▶ [Task objective]: Your task is to find every line of the data that holds the string "below" and copy it.

▶ [Excerpted data]:
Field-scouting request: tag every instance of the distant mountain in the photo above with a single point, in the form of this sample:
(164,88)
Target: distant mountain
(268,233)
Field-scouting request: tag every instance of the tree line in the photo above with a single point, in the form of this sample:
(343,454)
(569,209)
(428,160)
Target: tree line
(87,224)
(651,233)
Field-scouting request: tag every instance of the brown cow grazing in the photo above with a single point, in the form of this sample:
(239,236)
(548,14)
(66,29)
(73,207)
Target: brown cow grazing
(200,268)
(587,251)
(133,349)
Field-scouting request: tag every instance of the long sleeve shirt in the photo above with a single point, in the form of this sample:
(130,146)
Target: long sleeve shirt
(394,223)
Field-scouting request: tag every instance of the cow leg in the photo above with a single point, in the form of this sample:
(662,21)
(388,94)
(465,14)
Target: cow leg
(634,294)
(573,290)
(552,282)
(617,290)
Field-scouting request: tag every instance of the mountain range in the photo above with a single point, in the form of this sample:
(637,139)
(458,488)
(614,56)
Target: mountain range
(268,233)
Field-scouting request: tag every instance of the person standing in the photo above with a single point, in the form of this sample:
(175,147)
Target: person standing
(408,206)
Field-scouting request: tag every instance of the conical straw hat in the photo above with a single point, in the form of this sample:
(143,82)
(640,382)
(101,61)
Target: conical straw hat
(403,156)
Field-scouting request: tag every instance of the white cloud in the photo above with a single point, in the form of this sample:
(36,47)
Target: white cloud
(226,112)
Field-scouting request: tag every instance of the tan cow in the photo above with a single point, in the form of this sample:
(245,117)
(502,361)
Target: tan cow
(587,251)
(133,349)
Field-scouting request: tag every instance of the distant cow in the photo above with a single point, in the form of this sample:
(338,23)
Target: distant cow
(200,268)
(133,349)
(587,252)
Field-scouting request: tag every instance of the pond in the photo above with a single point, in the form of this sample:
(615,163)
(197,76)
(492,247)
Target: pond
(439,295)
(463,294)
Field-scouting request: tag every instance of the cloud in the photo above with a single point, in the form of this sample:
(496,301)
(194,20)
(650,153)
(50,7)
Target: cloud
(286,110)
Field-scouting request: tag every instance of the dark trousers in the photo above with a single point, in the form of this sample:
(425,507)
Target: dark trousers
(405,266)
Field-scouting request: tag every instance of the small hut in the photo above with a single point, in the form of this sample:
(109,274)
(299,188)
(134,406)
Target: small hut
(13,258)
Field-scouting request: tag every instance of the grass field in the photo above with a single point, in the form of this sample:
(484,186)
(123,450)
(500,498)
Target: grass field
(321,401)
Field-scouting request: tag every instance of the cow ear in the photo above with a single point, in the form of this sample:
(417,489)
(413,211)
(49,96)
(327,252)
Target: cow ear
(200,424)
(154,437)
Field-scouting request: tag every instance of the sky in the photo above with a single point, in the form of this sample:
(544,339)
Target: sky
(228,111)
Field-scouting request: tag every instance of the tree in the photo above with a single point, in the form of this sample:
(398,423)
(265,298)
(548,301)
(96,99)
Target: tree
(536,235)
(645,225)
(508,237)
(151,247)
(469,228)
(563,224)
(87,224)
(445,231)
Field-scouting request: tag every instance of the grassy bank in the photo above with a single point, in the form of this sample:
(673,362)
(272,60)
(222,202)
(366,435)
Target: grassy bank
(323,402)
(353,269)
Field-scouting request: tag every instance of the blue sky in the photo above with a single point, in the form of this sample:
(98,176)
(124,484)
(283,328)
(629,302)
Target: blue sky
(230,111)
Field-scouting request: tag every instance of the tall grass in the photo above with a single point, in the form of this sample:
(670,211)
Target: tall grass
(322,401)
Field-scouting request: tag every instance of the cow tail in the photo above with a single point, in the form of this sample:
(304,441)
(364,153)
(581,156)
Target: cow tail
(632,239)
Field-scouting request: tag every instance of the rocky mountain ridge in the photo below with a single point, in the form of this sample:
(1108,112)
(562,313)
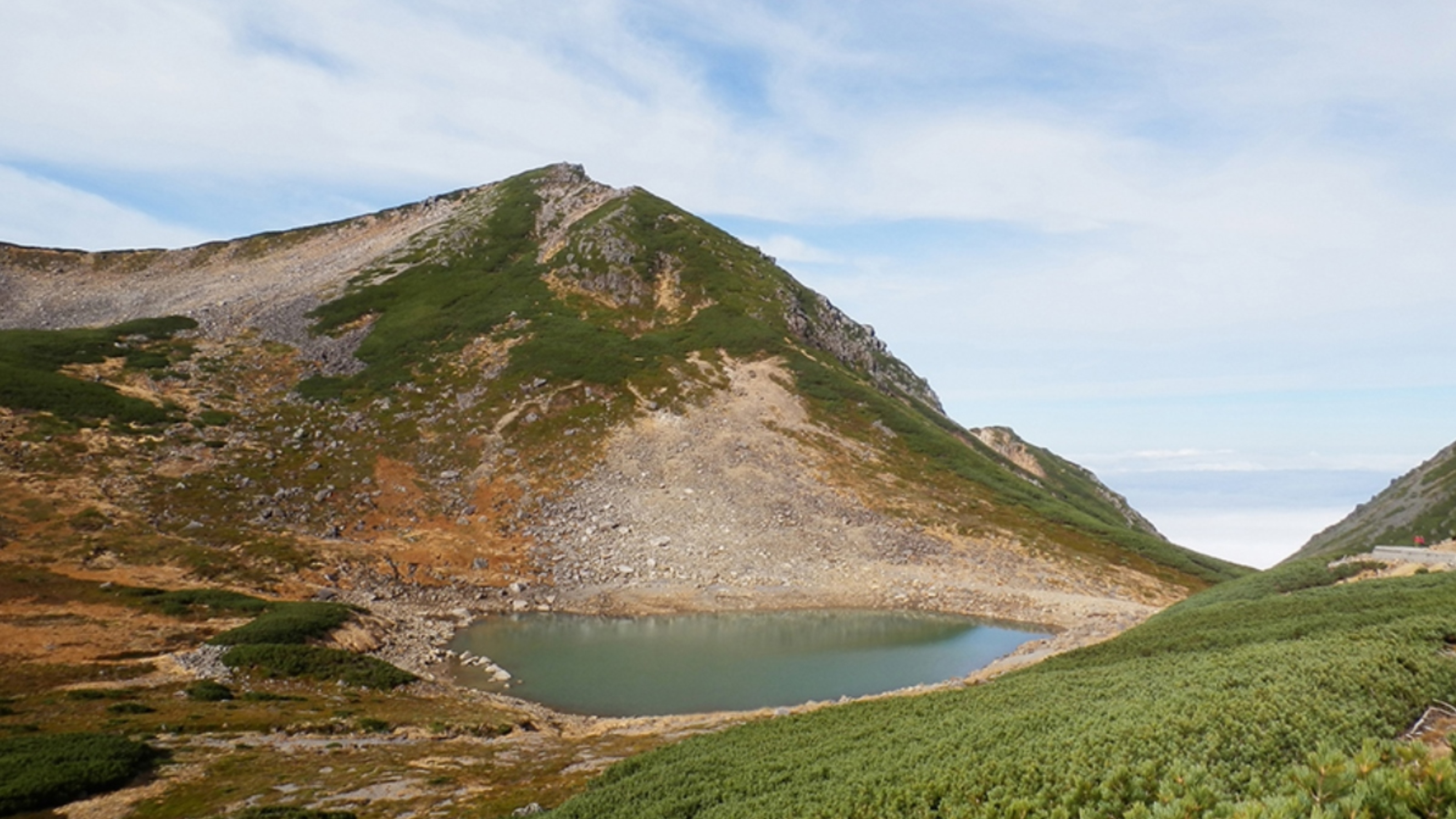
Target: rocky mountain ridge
(548,393)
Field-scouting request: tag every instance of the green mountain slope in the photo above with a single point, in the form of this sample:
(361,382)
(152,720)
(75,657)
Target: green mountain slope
(1245,700)
(1420,503)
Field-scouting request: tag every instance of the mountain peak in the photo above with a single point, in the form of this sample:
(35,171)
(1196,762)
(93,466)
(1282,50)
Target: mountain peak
(558,393)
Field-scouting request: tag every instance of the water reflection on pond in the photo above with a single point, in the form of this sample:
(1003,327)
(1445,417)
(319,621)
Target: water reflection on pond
(715,662)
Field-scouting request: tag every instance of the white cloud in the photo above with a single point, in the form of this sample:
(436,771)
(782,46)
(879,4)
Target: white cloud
(38,212)
(1259,537)
(794,250)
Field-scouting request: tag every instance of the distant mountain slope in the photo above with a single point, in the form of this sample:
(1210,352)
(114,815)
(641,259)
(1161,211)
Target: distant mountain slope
(558,393)
(1420,503)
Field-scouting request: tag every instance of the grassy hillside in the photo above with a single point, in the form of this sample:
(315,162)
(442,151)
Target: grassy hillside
(1420,503)
(31,364)
(1256,698)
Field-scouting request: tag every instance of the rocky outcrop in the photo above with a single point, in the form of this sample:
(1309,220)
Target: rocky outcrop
(824,327)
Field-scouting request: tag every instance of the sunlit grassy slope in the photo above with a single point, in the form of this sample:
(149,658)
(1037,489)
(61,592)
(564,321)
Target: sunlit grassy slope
(1210,709)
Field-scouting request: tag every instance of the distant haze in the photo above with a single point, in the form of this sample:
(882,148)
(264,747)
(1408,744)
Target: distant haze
(1216,228)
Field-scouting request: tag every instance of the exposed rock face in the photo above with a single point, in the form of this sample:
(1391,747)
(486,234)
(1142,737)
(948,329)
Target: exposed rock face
(1010,446)
(824,327)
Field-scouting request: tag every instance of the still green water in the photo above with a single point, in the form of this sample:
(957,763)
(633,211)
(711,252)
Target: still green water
(726,662)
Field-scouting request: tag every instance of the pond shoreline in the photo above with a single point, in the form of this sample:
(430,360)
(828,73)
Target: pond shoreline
(413,627)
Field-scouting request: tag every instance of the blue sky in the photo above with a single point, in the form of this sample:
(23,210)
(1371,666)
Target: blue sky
(1202,248)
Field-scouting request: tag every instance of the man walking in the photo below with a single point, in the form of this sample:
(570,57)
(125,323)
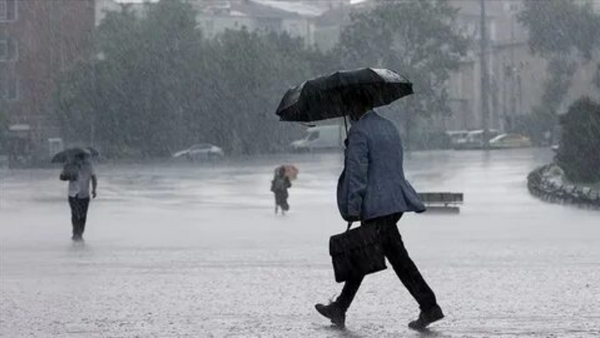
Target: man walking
(79,173)
(373,189)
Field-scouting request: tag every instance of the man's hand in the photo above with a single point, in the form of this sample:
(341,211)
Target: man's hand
(352,219)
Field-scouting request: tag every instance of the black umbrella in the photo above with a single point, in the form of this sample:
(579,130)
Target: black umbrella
(329,96)
(69,154)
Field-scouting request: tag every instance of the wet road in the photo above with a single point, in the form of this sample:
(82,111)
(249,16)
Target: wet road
(195,251)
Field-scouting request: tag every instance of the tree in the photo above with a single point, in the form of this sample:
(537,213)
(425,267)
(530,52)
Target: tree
(566,34)
(160,86)
(416,38)
(561,27)
(578,153)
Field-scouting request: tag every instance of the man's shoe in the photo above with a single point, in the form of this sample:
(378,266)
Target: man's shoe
(426,318)
(334,313)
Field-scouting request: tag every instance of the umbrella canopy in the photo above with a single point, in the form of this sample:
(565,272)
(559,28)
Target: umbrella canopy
(329,96)
(69,154)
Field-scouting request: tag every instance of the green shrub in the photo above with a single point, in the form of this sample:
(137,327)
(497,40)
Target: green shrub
(579,151)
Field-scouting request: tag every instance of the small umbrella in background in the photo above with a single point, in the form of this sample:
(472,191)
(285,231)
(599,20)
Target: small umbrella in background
(291,171)
(328,96)
(69,154)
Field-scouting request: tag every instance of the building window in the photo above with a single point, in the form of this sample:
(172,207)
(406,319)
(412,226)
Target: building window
(8,10)
(9,89)
(9,50)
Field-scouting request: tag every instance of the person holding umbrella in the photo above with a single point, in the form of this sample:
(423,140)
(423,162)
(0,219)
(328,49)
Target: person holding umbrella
(372,189)
(280,184)
(79,172)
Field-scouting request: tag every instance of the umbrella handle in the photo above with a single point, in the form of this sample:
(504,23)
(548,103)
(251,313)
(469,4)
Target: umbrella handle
(346,125)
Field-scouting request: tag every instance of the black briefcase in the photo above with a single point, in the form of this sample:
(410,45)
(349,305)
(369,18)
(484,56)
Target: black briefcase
(356,252)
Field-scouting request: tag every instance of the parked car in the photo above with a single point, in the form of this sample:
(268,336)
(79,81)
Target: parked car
(505,141)
(321,138)
(474,139)
(457,136)
(201,151)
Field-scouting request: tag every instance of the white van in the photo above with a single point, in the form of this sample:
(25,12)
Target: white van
(321,138)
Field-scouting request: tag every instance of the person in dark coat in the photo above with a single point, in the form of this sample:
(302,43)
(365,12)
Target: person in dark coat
(79,173)
(279,186)
(373,189)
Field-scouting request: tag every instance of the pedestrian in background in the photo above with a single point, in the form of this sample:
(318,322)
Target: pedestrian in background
(79,173)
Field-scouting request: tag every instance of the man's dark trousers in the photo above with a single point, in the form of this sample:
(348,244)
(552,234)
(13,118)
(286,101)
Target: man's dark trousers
(79,207)
(396,253)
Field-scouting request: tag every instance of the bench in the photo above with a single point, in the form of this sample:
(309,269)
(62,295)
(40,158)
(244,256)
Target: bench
(442,201)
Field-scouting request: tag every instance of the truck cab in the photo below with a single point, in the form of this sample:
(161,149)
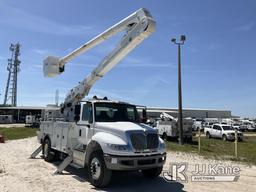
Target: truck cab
(222,131)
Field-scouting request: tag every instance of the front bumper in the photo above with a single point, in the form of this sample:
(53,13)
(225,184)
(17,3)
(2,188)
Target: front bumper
(114,162)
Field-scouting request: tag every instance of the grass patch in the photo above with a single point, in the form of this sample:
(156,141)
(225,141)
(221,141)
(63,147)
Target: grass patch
(218,149)
(18,133)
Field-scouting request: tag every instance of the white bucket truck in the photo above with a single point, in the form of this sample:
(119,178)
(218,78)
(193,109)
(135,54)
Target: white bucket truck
(100,134)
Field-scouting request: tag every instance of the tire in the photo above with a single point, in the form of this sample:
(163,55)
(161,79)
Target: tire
(152,173)
(99,174)
(47,150)
(164,136)
(208,136)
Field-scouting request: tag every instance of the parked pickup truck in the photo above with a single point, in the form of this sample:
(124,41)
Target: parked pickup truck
(222,131)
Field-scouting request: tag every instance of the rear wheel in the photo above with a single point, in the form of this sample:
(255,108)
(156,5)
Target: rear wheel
(47,150)
(224,137)
(99,174)
(152,173)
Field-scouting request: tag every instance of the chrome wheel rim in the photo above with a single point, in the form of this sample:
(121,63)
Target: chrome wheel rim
(46,146)
(95,168)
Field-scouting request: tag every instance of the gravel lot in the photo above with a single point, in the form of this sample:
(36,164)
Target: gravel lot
(18,173)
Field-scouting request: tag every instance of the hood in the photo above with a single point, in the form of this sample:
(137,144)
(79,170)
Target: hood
(123,126)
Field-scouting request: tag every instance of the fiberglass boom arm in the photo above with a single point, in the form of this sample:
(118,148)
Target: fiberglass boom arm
(137,27)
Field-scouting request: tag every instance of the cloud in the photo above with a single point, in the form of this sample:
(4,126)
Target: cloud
(246,27)
(41,51)
(22,19)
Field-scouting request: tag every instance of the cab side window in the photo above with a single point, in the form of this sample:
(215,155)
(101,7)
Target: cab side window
(87,112)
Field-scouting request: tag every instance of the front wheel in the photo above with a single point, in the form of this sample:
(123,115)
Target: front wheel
(152,173)
(208,136)
(47,150)
(99,174)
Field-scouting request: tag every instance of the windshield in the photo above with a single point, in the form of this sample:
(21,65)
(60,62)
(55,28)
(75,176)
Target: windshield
(112,112)
(226,128)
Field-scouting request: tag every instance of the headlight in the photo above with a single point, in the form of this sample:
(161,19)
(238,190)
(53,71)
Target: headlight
(161,144)
(117,147)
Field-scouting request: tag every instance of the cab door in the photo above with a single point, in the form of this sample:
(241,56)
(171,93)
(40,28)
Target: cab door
(85,124)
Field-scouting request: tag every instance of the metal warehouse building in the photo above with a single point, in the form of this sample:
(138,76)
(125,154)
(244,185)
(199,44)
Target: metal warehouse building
(154,112)
(19,113)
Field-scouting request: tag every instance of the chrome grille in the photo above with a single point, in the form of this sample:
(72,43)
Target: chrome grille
(141,141)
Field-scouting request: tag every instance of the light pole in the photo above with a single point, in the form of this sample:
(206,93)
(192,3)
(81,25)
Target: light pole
(181,42)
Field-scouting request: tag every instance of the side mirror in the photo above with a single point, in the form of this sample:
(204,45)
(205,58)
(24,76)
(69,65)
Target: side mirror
(77,113)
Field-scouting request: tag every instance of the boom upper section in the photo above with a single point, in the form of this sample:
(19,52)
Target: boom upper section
(137,27)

▶ [Written response]:
Field-scouting request: tag every instance of the rocky mountain ridge in the photo below with a single point, in the form of this sample:
Field-scouting request: tag every instance of the man walking in the photo below with a single point, in the form of this sample:
Field-scouting request: tag every instance of the truck cab in the photo below with a single point, in the form of this sample:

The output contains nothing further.